▸ **Exercise tasks**
[1] List every person named in the passage about Tang Fuzhen's self-immolation.
[2] Write the next part of the passage about Tang Fuzhen's self-immolation, picking up right after its final sentence.

▸ **Given passage**
==========
Arthur Kroeber, an economist, told me that as much as 50 percent of
local government revenues came from land sales throughout China in
2009. “The financial interests of a lot of powerful people hinge on the
real estate boom. That’s where the big capital gains are.” The
real-estate bicycle is the get-rich-quick bicycle: Everyone in the game
has to keep pedaling!
For Tang Fuzhen, who was estranged from her husband, the building
local authorities coveted was at once her home and her factory. She
derided the offers of compensation, a mere fraction of the market
value. Official and market prices often bear no relation to each other
in China. But the city, determined to build a road to a new water
treatment plant, would hear none of her protests.
The conflict came to a head on that roof. Tang Fuzhen burned for a
long time. Wei Jiao, her niece, was in the ambulance with her.
“There was no skin on her arms and face, just exposed flesh,” she
told me. “Her teeth were completely black. She had no eyelashes or
hair. And she said, ‘Jiao, Jiao, I just want to die, I just want to
die.’ And I knew it was not the physical pain. It was the feeling in
her heart of watching her family being beaten and the house she built
with her labor destroyed. And I told her to try to hold on until we got
to the hospital.”
Tang Fuzhen did hold on for a while. But on Nov. 29, 16 days after her self-immolation, she succumbed to the burns.
==========
Natural-language object grounding data:
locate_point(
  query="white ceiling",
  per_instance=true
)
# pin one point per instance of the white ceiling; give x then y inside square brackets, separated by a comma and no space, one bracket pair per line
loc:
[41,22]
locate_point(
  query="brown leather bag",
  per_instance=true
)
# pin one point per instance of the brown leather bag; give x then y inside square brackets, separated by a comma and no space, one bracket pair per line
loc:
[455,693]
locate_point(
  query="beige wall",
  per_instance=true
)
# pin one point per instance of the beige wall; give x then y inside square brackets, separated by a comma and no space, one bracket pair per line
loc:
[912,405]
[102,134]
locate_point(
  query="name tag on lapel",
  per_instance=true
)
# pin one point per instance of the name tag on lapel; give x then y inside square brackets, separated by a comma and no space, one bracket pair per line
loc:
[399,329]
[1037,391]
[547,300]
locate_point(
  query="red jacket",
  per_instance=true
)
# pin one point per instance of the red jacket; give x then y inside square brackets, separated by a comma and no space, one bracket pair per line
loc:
==========
▸ **Results by task**
[1] Arthur Kroeber, Tang Fuzhen, Wei Jiao

[2]
Her suicide was caught on video by a neighbor and spread across the
Internet. An outcry ensued. A local inquiry found the demolition
process legal, but deemed the eviction “mismanaged” and a city official
was fired. Professors at Beijing University Law School wrote to the
People’s Congress, in theory the highest legislative body, suggesting
changes to the law to ensure compensation is adequate, that it’s paid
before demolition, that violence is never used, and that owners can sue
to contest eviction rulings.
These reforms are urgently needed. They would bring development and
individual rights into some balance and slow the fast-money corruption
machine. But the entrenched interests behind brutal expropriation are
enormous.
Across China, I sensed great anger at the raging real estate game in
which the party plays such a central role. On a vast half-built
development in Chongqing, a dozen banners had been draped from windows:
“Try to support our peasant brothers in getting the blood, sweat and
tears money owed to them by the developers.”
Here in Chengdu, on entire city blocks marked for demolition, there
were banners urging China’s leaders to “reflect the wishes of the
people” by reforming the way land is acquired.
Meanwhile, property seizures continue apace. The road between Jinhua
and downtown Chengdu is buried in dust and rubble. Posters and banners
beside the road show images of verdant fields, flowering shrubs, trees,
superhighways, high-speed trains, gleaming office blocks, elegant
executives — an almost comical imagined paradise of affluent
21st-century development in the midst of construction mayhem. I saw a
man, seated beside a dead bush overwhelmed by the dust, cleaving a
just-killed chicken beneath a photograph of white doves and a white
horse bearing a beautiful woman off to her dream home.
“Today’s irritation is for tomorrow’s convenience,” said one sign.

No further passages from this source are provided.